*** Supplied text Section Begins ***

I only waited about 10 minutes last night. My PCP’s office? Count on an hour and a half. Once I was probably literally dying of an asthma attack and called the receptionist on my cell phone from the waiting room to find out if they had forgotten me, because boy did I ever need a session with the nebulizer. She hung up on me. But I saw the doc about ten minutes after that. I was about to call Customer Service at the HMO headquarters so they got my ass in right quick.

The last time I went to an urgent care center, I went because my arthritis in my hip was acting up, I was out of my pain meds, and I was in tears because I hurt so badly. Unfortunately, I have no insurance yet and my doctor is still in Virginia while I’m in Ohio, so my only choice was an urgent care center.

Aside from the amazingly LOOOOOONNNNG wait (I was there nearly four hours), the nurse was actually much better than the doctor I saw. She took my temperature and said “Did you know you have a fever of 101?”. I had no idea. Turns out I had a horrible sinus infection, too, so it was a good thing I went to the doctor.

*** Supplied text Section Ends ***

__To do__
a: According to the urgent care account, how long did the writer wait at the urgent care center during the hip arthritis visit?
b: Extend the urgent care account above by writing what comes after its final sentence.

*** Dataset entries Section Begins ***

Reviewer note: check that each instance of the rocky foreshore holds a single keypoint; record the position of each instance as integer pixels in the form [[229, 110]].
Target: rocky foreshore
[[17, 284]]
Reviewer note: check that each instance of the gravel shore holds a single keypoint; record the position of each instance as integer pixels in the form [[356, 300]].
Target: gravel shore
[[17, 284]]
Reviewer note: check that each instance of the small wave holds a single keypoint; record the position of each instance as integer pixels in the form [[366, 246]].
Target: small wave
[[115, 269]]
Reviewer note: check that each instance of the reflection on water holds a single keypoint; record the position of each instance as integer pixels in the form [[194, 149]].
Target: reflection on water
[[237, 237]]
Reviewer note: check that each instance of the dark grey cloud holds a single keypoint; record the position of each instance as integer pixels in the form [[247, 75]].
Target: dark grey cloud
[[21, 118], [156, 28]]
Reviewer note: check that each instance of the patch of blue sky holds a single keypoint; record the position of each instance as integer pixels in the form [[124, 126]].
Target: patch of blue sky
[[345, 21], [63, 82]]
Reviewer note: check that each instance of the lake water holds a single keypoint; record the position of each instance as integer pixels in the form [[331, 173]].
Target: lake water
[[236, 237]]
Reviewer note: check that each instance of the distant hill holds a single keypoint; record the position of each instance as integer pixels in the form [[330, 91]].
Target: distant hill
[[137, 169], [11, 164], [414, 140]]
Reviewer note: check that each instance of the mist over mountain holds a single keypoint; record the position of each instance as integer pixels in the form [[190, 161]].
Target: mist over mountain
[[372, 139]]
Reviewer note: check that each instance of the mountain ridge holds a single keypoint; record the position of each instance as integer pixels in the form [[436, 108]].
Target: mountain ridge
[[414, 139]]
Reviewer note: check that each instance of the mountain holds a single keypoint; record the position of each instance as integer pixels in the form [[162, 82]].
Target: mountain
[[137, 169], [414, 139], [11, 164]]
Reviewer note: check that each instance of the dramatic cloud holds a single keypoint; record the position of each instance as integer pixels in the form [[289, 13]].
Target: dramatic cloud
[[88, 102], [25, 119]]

*** Dataset entries Section Ends ***

__Outputs in order__
a: Nearly four hours.

b:
The doctor, however, wouldn’t listen to me. He’d ask me a question, I’d start to answer, and he’d break in and plow right over me. He wasn’t going to tell me anything new about my arthritis that I haven’t already known in the past year, and if he’d have listened to me, he’d have known that I have already been through physical therapy, steroids, etc. I plan to see an orthopedist when my insurance kicks in in another 30 days, but until then, I just need to be able to walk and to be awake without pain. Then he kept asking me questions about the sinus infection that were quite overbearing - it was as if he was insinuating that I was an idiot for not knowing. I didn’t feel bad, how was I supposed to know I was running a high fever or had a bad infection? Perhaps I was busy concentrating on the pain in my leg, but my sinuses were the least of my worries.

I don’t go to urgent care centers unless it’s absolutely necessary. Prior to this last visit, I went to one with a kidney infection last fall, went home with antibiotics, and ended up in the hospital on an IV in two days, which could have been avoided had they treated me properly.